### Work required:
Copy every entry word for word. Skip the pictures.

(Pointing dataset excerpts)
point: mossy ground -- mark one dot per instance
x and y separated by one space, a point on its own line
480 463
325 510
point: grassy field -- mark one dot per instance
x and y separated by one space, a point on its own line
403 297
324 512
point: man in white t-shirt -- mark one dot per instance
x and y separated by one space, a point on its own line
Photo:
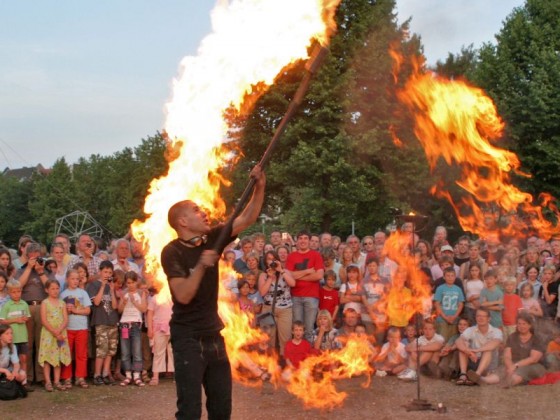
478 351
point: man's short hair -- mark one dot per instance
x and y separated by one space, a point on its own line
32 247
303 233
106 264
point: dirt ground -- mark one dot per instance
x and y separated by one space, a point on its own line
383 399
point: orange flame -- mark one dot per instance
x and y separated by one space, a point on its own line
459 123
252 41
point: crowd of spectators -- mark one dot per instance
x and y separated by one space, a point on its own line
489 309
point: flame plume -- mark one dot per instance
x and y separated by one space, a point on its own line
460 124
252 41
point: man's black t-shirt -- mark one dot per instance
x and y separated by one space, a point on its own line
200 316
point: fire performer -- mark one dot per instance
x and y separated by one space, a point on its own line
190 265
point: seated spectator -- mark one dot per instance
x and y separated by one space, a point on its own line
523 353
478 351
530 304
424 352
297 349
448 366
324 336
552 357
9 361
393 358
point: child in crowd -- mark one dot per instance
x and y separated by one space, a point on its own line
449 301
393 358
4 297
552 357
83 274
324 336
473 285
297 349
9 361
158 317
512 306
492 298
104 319
245 303
449 358
15 314
78 305
132 305
53 348
424 353
251 278
328 295
351 292
530 304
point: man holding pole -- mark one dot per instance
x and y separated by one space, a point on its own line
190 263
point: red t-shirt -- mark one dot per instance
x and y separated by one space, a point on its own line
298 261
328 299
512 305
296 353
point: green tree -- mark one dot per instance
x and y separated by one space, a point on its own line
521 74
52 197
14 212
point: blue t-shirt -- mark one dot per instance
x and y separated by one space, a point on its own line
7 359
449 298
490 296
80 299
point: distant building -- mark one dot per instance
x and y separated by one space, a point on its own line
24 174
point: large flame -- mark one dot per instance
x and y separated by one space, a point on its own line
252 41
460 123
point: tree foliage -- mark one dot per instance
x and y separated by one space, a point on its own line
521 73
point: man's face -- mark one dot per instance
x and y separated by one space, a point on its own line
474 252
482 318
326 240
258 245
314 242
247 247
354 244
106 273
122 250
85 244
351 319
276 239
194 219
303 242
62 240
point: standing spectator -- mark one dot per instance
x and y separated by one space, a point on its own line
274 286
132 306
449 301
492 298
15 314
478 351
6 264
24 240
523 353
307 269
325 240
104 319
358 256
474 258
462 255
122 260
158 318
33 279
53 351
78 306
85 248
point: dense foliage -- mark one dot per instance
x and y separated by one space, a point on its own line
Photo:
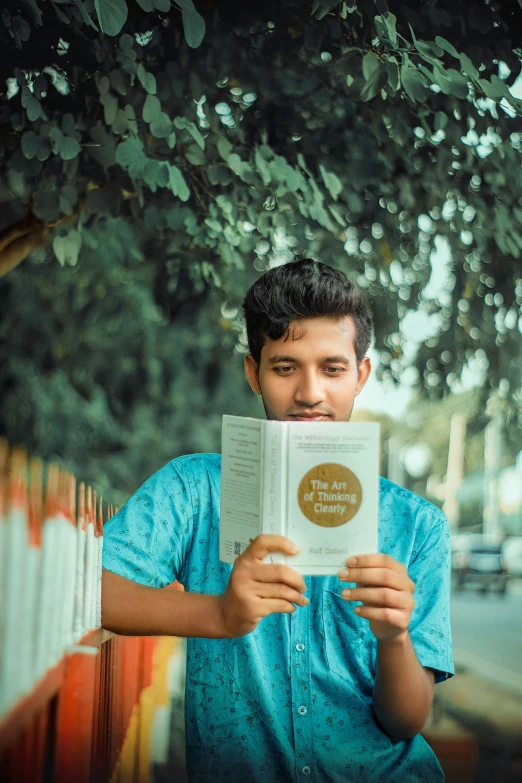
238 135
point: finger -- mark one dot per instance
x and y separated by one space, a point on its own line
393 617
376 560
380 596
278 573
282 591
260 546
382 577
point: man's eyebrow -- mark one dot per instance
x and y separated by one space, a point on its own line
338 359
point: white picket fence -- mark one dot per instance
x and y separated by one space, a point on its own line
50 569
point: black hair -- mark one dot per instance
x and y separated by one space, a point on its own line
304 289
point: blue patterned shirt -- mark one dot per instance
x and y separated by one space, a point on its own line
291 701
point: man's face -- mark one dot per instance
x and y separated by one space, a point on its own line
312 375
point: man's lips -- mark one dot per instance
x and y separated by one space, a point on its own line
309 416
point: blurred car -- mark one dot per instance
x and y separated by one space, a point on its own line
481 566
512 553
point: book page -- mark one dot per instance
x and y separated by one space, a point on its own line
332 493
241 469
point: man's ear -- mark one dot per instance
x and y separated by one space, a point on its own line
252 373
363 373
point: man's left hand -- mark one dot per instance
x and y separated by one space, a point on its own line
386 592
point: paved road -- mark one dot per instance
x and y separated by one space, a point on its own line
487 634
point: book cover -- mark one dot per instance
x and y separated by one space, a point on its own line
316 483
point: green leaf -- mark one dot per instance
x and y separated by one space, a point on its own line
120 81
195 155
147 80
130 156
177 216
386 27
413 83
112 15
370 65
126 41
151 108
183 124
332 182
110 107
151 172
161 126
193 23
372 70
467 66
441 120
224 148
56 138
45 205
35 146
67 247
69 148
31 105
446 46
219 174
392 72
68 199
459 83
178 184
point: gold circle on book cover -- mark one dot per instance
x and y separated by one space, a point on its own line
329 495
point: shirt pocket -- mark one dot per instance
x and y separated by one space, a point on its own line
349 642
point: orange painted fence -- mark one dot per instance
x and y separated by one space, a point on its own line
77 702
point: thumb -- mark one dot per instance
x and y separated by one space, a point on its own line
260 546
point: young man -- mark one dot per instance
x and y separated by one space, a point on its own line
283 686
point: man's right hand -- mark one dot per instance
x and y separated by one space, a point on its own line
256 589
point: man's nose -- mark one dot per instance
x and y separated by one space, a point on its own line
309 390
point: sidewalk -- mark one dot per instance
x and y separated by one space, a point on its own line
475 729
470 712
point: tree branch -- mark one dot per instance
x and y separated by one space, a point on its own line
19 240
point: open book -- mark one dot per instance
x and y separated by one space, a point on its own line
315 482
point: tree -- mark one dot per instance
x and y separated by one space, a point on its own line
356 132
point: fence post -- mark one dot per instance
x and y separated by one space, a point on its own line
74 720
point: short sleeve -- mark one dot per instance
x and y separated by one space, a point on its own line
430 627
147 540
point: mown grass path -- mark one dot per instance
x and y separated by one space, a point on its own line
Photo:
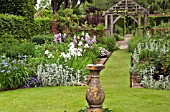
115 82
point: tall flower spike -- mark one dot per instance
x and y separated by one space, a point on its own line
94 39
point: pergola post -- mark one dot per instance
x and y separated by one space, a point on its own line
106 21
145 19
111 27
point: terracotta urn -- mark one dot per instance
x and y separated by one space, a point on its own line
95 94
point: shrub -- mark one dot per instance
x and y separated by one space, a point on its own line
109 41
41 39
151 61
57 75
12 73
13 49
41 26
134 42
24 8
15 26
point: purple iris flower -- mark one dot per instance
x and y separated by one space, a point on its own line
75 41
2 71
94 39
57 38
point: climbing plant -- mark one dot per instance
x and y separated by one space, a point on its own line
24 8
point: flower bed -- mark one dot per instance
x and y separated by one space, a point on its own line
150 65
51 63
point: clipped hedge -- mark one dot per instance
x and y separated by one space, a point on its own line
19 27
24 8
13 25
42 26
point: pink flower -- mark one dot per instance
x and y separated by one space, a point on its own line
94 39
75 41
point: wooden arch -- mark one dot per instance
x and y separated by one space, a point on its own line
125 8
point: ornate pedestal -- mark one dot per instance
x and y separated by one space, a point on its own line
95 95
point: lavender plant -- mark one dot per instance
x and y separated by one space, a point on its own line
151 62
12 72
162 83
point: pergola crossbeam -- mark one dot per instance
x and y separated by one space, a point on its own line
125 8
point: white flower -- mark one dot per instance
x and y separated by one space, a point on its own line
79 53
78 37
71 45
79 49
46 52
50 56
86 46
80 43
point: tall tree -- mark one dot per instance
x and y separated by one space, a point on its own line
56 4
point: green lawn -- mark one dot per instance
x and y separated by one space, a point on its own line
115 82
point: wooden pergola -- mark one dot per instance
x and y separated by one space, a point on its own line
127 8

### Worked solution:
point: mossy ground -- mark one dot per instance
x and y separated by one space, a point on its own line
480 463
325 510
point: grassy field -- mark one dot per instance
x and y separated by one space, a point on its own line
403 297
324 512
point: man in white t-shirt -- mark one dot per instance
x and y separated by one space, a point on its own line
Photo:
478 351
point: man's short hair -- mark one dot per instance
x and y separated by one space, a point on its own line
32 247
303 233
106 264
point: dirt ground -- mark one dot per instance
x and y separated by one space, a point on its own line
383 399
point: orange flame -- mark one dot per instance
x and y separated by one space, a point on its own line
459 123
252 41
point: crowd of spectators -- mark one dot per instance
x and y separated by one space, a point on its own line
489 309
point: flame plume -- mark one dot per instance
x and y separated by one space, a point on its own line
460 124
252 41
point: man's black t-shirt -- mark one dot per instance
x and y separated by one space, a point on its own line
200 316
point: fire performer -- mark one dot per instance
x and y separated by one space, a point on its own line
190 265
point: seated spectator -- mark one dot per instance
x and y separated by one space, a point on its own line
523 353
478 351
530 304
424 352
297 349
448 366
324 336
552 357
9 361
393 358
point: child in crowd -- mark one dot per instance
x and y separated by one space, a point on its own line
449 301
393 358
4 297
552 357
83 274
324 336
473 285
297 349
9 361
158 317
512 306
492 298
104 319
245 303
449 358
15 314
78 305
132 305
53 348
424 353
251 278
328 295
351 292
530 304
point: man holding pole -- mark one dot per instance
x and y separated by one space, a point on its own line
190 263
point: red t-shirt -- mark one dot per instance
x and y separated by one space, a point on its own line
298 261
328 299
512 305
296 353
point: green tree -- mark one dot per instance
x and y separated by one space, a point on its own line
521 74
52 197
14 212
point: blue t-shirt -- mark one dot per instance
x and y separated by one space, a point on its own line
7 359
449 298
490 296
80 299
point: distant building -- mark one dot per instance
x and y separated by one space, a point on its own line
24 174
point: large flame -- mark one dot per instance
x and y separated by one space, a point on its own line
252 41
460 123
point: tree foliage -- mark one dot per instance
x and y separated by one space, a point on its own line
521 73
point: man's face -- mark one dot per instance
x and y separated by one space, a point on its own line
474 252
482 318
326 240
258 245
314 242
247 247
354 244
106 273
122 250
85 244
351 319
276 239
194 219
303 242
62 240
point: standing spectator -- mark one dot per instance
x and y separated by one space, a point on its own line
274 286
132 306
449 301
492 298
15 314
478 351
6 264
24 240
523 353
307 269
325 240
104 319
358 256
474 258
462 255
122 260
158 318
33 279
53 351
78 306
85 248
point: dense foliage -- mark one dot per instance
x and y separated by one space, a point on its own line
Photo:
238 135
point: finger -- mark one dot per instance
x and y separated by one space, a point on its own line
393 617
376 560
380 596
278 573
282 591
260 546
382 577
point: man's eyebrow -- mark one dot per instance
x and y separated by one space, a point on its own line
338 359
point: white picket fence -- mark one dot per instance
x and y separated by one space, a point on its own line
50 569
point: black hair -- mark one dot per instance
x and y separated by one space, a point on its own line
304 289
point: blue patterned shirt -- mark one dot per instance
x and y separated by one space, a point on its own line
291 701
point: man's face -- mark one dot per instance
x and y separated by one space, a point on its own line
312 375
point: man's lips -- mark one dot per instance
x and y separated by one space, a point on its own line
309 416
point: blurred car -- mark one dot per instance
x and y separated by one space, a point on its own line
481 566
512 553
point: book page -- mark one dot per instance
x and y separated by one space, a point on its own line
332 493
241 469
point: man's ear -- mark one dot per instance
x and y separated by one space, a point on its own line
252 373
363 373
point: man's left hand -- mark one dot per instance
x and y separated by one space, a point on its own line
386 592
point: paved road -- mark one dot per instance
x and y separated by one space, a point on its own line
487 634
point: book cover -- mark one dot per instance
x and y separated by one space, a point on its own line
316 483
point: green leaf -- mark one dot per instance
x and y separated by one space, a point on its own line
120 81
195 155
147 80
130 156
177 216
386 27
413 83
112 15
370 65
126 41
151 108
183 124
332 182
110 107
151 172
161 126
193 23
372 70
467 66
441 120
224 148
56 138
45 205
35 146
67 247
69 148
31 105
446 46
219 174
392 72
68 199
459 83
178 184
point: gold circle on book cover -- mark one dot per instance
x and y separated by one space, a point on its own line
329 495
point: shirt pocket -- mark one dot per instance
x and y separated by one space, a point on its own line
349 642
point: orange painted fence -- mark one dot per instance
x and y separated by one space, a point on its own line
77 702
point: thumb -- mark one dot per instance
x and y separated by one space, a point on its own line
260 546
point: young man -- mark one dot per instance
x and y separated by one space, a point on its own line
283 686
point: man's right hand -- mark one dot per instance
x and y separated by one space, a point on its own line
256 589
point: man's nose -- mark one dot per instance
x and y separated by one space, a point on its own line
309 390
point: sidewalk -- mark one dot per instance
x and y separated by one space, a point on its own line
475 729
470 712
point: tree branch -- mark one dot per instance
x and y separated by one space, a point on its own line
19 240
point: open book -- mark one dot per instance
x and y separated by one space, a point on its own line
315 482
point: tree -- mark one dot per instance
x and y separated by one space, a point on its own line
356 132
point: fence post -- mark one dot per instance
x and y separated by one space, a point on its own line
74 720
point: short sleeve -- mark one dot per instance
x and y separated by one space, a point on its own line
430 627
147 540
point: mown grass path -- mark one dot per instance
x and y separated by one space, a point on its own line
Photo:
115 82
point: tall flower spike -- mark one dot per instance
x and y separated by one space, a point on its own line
94 39
point: pergola post -- mark one dot per instance
x and y separated by one space, a point on its own line
106 21
145 19
111 27
point: terracotta urn -- mark one dot per instance
x and y separated by one space, a point on its own line
95 94
point: shrub -- mark one dot per instance
x and y separated by one space, a point on its own line
109 41
41 39
151 61
57 75
12 73
13 49
41 26
134 42
24 8
15 26
point: purple iris flower -- mark one dot per instance
x and y separated by one space, a point on its own line
75 41
2 71
94 39
57 38
point: climbing plant -- mark one dot per instance
x and y separated by one space, a point on its own line
24 8
point: flower bed -- mark one dot per instance
x and y separated by one space, a point on its own line
150 65
51 63
point: clipped hedge -- mark one dot per instance
x and y separated by one space, a point on its own line
19 27
24 8
13 25
42 26
point: pink flower -- mark one dot per instance
x and y separated by one space, a point on its own line
94 39
75 41
point: wooden arch -- mark one dot per instance
x and y separated by one space, a point on its own line
125 8
point: ornate pedestal -- mark one dot per instance
x and y separated by one space, a point on its own line
95 95
point: lavender plant -- mark one dot per instance
x and y separated by one space, a point on its own line
151 62
12 72
162 83
point: pergola crossbeam -- mark one dot per instance
x and y separated by one space, a point on its own line
125 8
point: white flower -- mark one dot per instance
x and y separated by one space, a point on its own line
79 53
78 37
71 45
79 49
46 52
50 56
86 46
80 43
point: tall tree -- mark one dot per instance
x and y separated by one space, a point on its own line
56 4
point: green lawn -- mark one dot per instance
x and y separated by one space, a point on its own line
115 82
point: wooden pergola -- mark one dot per instance
x and y separated by one space, a point on its own line
127 8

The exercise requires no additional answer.